• _RECORDS SUPPLIED_:
################

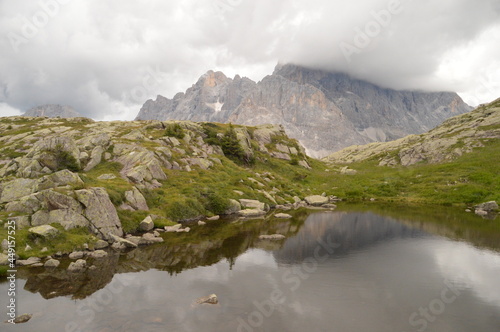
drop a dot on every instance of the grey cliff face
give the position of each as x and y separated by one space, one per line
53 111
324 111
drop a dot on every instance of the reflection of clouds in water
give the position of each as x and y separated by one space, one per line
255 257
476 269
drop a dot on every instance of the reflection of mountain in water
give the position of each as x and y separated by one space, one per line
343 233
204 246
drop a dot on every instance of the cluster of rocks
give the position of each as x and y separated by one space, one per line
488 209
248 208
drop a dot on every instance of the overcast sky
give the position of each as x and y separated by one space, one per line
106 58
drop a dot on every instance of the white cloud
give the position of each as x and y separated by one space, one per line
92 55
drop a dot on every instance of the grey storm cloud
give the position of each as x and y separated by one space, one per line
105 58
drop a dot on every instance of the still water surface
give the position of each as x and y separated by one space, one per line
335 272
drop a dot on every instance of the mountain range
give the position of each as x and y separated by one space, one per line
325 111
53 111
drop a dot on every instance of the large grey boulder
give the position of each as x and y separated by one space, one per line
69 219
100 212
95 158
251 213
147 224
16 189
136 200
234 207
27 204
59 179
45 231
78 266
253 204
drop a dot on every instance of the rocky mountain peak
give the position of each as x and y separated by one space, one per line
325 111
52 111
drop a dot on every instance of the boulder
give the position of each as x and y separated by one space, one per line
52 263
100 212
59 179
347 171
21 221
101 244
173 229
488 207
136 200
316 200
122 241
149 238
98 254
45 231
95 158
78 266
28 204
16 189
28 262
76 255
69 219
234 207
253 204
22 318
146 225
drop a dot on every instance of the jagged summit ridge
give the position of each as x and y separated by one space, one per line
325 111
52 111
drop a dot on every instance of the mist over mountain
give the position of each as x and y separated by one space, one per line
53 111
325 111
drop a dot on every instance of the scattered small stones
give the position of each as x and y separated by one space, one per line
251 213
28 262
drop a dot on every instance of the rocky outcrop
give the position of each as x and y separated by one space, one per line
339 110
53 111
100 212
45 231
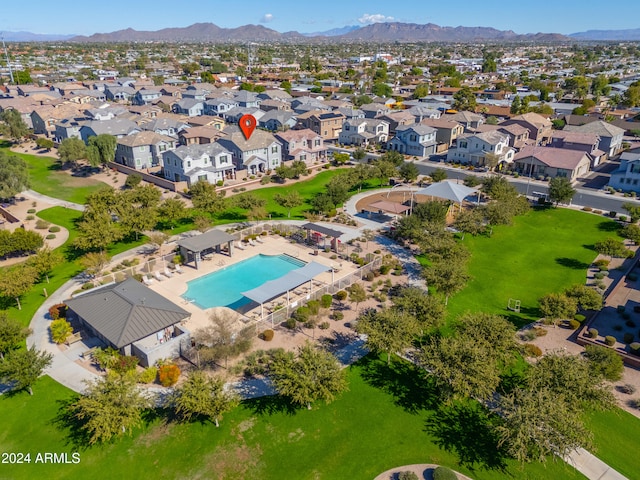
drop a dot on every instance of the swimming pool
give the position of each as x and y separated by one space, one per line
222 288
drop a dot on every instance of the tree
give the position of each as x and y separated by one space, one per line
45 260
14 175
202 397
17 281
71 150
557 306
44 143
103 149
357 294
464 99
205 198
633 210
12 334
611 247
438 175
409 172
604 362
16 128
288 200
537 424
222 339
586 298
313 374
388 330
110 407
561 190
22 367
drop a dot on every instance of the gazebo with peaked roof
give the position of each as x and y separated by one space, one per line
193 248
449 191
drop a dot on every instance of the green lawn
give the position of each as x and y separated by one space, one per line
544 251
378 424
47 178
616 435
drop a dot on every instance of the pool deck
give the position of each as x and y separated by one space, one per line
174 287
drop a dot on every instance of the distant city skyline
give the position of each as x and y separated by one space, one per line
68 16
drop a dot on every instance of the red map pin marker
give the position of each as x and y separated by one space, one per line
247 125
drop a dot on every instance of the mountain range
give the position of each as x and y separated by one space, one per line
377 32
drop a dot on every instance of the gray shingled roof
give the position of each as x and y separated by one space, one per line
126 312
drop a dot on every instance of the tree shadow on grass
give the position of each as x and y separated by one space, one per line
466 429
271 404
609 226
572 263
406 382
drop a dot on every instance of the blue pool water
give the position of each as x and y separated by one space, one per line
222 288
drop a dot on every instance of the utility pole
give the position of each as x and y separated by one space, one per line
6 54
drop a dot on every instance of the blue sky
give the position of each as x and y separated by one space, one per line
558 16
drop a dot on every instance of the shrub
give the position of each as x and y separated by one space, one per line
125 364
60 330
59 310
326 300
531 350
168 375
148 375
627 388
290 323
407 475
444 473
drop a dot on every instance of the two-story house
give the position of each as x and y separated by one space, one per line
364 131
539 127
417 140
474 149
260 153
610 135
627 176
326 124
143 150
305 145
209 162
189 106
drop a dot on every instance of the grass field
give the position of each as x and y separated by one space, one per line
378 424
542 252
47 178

################

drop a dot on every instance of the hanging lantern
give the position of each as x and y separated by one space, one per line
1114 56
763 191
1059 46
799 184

################

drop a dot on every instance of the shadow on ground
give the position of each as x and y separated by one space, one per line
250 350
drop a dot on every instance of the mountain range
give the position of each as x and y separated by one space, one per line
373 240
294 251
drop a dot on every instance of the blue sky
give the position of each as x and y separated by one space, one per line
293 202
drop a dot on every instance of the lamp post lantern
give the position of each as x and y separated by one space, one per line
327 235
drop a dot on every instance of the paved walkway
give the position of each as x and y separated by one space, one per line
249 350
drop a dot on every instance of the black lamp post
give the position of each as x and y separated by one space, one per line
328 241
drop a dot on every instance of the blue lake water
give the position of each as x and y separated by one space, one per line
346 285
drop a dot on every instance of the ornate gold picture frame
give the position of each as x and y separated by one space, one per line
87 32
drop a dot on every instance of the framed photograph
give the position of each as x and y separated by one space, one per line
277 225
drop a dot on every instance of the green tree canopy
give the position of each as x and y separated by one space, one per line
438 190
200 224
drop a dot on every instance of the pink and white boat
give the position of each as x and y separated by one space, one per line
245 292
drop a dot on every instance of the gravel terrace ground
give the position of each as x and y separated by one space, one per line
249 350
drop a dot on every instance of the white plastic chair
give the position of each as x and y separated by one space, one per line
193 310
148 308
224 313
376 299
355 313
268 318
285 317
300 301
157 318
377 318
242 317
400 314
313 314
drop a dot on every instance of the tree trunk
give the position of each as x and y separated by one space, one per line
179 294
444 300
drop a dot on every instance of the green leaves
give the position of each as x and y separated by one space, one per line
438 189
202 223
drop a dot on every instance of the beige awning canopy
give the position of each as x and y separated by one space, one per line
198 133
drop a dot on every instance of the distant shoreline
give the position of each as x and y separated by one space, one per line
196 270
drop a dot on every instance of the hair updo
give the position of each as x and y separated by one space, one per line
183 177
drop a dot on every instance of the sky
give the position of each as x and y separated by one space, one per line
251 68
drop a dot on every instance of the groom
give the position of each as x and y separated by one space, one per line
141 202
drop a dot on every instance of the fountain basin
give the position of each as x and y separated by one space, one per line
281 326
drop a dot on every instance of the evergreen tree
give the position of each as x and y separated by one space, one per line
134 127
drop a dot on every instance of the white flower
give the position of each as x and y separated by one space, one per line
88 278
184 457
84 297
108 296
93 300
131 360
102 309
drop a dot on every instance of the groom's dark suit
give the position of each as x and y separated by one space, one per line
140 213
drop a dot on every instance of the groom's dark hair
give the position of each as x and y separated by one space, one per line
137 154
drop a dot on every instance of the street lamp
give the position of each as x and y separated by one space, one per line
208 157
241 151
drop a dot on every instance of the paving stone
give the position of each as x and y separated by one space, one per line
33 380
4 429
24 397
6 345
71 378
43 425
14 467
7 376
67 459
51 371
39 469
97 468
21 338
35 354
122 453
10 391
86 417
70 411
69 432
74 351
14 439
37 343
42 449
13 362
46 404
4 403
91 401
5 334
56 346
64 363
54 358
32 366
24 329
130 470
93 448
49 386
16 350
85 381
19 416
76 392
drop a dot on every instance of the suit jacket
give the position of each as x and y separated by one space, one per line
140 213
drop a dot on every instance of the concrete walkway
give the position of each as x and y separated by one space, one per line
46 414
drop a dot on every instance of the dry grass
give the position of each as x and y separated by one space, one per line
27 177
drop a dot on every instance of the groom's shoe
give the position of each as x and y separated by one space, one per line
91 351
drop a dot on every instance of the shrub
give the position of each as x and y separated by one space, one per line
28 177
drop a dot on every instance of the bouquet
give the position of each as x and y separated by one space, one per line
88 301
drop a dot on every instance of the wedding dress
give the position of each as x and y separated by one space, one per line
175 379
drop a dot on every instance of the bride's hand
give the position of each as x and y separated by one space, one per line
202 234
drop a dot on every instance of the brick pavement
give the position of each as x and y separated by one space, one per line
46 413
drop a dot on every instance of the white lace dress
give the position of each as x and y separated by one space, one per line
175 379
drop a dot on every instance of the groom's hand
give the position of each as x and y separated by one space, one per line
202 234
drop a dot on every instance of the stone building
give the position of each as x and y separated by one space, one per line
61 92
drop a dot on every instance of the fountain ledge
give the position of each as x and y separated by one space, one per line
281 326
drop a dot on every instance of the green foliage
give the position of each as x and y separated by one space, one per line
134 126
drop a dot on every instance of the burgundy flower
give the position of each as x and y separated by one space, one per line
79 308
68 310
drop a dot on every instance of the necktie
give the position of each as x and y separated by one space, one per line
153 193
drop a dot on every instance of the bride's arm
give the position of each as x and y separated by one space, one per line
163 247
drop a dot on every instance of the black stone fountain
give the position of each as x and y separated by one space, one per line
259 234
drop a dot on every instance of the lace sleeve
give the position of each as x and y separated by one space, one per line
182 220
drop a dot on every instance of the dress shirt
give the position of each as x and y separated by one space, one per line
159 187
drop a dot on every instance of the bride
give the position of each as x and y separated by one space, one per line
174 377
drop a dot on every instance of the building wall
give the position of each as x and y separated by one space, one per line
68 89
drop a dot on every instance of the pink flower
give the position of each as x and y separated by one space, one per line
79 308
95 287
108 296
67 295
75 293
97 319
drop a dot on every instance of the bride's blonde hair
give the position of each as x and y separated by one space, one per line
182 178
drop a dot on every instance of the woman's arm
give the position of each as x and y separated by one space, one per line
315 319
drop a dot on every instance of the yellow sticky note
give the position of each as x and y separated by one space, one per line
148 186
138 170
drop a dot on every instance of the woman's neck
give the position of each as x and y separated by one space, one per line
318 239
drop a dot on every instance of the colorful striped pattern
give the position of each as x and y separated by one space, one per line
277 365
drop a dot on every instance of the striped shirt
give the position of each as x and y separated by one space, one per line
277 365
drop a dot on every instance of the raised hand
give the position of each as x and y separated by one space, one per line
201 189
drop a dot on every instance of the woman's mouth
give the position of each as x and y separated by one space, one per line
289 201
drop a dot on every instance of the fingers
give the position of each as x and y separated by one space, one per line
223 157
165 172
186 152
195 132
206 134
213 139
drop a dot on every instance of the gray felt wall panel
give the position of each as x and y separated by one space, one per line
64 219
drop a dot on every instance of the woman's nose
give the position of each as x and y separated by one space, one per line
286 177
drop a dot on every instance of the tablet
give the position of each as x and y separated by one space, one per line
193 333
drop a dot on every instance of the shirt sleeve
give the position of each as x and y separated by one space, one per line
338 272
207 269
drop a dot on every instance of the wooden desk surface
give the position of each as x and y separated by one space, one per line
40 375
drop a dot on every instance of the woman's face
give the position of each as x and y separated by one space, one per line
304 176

################

• _EXERCISE DESCRIPTION_: Which lines in the entries above contain the word "reflection"? List each of those lines in full.

• _THE ANSWER_:
drop a dot on every instance of the reflection of clouds in water
drop a dot on every instance of the reflection of mountain in water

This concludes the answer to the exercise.